What the exercise asks:
Set down exactly the first line of the entries and every line after it, through the line with "task | point to each instance of the spray".

◆ ◆ ◆ ◆

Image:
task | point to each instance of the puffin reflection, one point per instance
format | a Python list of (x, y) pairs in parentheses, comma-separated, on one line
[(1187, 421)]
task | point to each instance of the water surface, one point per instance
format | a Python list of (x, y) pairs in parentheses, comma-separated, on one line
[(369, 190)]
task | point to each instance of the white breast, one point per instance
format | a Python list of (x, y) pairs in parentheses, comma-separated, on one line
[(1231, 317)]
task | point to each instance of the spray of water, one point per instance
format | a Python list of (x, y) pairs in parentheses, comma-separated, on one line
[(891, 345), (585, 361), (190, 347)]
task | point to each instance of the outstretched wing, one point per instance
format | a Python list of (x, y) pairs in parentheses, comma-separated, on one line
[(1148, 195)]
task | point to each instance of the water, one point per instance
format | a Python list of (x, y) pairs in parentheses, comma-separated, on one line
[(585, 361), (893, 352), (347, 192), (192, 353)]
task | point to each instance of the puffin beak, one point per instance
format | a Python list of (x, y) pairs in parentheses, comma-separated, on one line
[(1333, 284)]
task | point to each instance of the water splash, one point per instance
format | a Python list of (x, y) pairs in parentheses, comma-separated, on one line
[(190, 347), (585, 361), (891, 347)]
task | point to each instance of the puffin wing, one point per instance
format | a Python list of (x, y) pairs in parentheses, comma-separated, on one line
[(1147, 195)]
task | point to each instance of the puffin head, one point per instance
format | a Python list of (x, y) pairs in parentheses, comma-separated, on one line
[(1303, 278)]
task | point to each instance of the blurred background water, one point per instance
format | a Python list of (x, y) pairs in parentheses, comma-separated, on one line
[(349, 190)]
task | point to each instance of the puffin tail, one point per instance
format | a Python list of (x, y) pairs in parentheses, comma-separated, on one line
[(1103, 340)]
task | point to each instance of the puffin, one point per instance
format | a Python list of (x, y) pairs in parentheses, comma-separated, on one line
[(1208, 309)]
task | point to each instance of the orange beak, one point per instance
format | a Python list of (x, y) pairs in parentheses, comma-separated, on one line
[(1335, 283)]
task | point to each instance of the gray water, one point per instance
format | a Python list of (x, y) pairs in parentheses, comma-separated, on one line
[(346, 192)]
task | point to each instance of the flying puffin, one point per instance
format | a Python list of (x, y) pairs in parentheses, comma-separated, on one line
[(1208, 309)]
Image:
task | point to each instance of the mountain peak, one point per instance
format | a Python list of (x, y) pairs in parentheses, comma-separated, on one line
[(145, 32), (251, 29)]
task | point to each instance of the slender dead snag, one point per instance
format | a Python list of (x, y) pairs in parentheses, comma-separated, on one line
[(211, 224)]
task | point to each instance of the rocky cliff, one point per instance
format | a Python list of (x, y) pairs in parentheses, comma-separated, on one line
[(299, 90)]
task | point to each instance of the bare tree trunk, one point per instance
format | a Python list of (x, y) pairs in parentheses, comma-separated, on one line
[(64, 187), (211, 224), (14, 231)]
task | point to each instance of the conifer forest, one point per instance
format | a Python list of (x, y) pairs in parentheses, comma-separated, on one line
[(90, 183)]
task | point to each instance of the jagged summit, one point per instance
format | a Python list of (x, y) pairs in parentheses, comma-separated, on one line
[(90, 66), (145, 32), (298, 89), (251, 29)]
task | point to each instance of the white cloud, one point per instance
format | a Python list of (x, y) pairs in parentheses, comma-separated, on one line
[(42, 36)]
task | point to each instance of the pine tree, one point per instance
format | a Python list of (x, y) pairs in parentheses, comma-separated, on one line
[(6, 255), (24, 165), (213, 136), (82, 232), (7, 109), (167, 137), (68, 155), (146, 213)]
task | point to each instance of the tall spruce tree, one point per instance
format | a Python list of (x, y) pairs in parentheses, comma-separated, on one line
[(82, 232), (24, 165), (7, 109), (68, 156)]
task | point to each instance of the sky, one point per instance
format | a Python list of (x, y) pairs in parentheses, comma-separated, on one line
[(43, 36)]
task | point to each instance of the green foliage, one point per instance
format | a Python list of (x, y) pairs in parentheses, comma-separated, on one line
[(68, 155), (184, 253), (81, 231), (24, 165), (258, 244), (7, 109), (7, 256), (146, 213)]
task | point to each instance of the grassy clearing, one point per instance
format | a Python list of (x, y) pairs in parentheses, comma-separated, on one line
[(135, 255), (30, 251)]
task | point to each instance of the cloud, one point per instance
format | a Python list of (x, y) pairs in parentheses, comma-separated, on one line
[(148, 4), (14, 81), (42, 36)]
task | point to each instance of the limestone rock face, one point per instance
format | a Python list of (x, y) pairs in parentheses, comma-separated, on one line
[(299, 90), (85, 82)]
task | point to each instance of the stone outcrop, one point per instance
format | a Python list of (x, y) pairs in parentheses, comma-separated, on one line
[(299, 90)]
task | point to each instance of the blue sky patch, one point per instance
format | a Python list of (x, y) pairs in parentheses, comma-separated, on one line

◆ ◆ ◆ ◆

Result of the task:
Image:
task | point to each instance of the puffin reflection, one point per instance
format | a Python list of (x, y) pairs in parentheses, comma-separated, on one line
[(1187, 421)]
task | point to each instance of the water surface, one point per instance
format | a Python list of (x, y) pairs in parentheses, comma-separated, on one line
[(369, 190)]
task | point to each instance of the white breast, one point per instance
format | a Python list of (x, y) pairs in parentheses, comma-separated, on one line
[(1231, 317)]
task | point to each instance of the spray of water, one point per instance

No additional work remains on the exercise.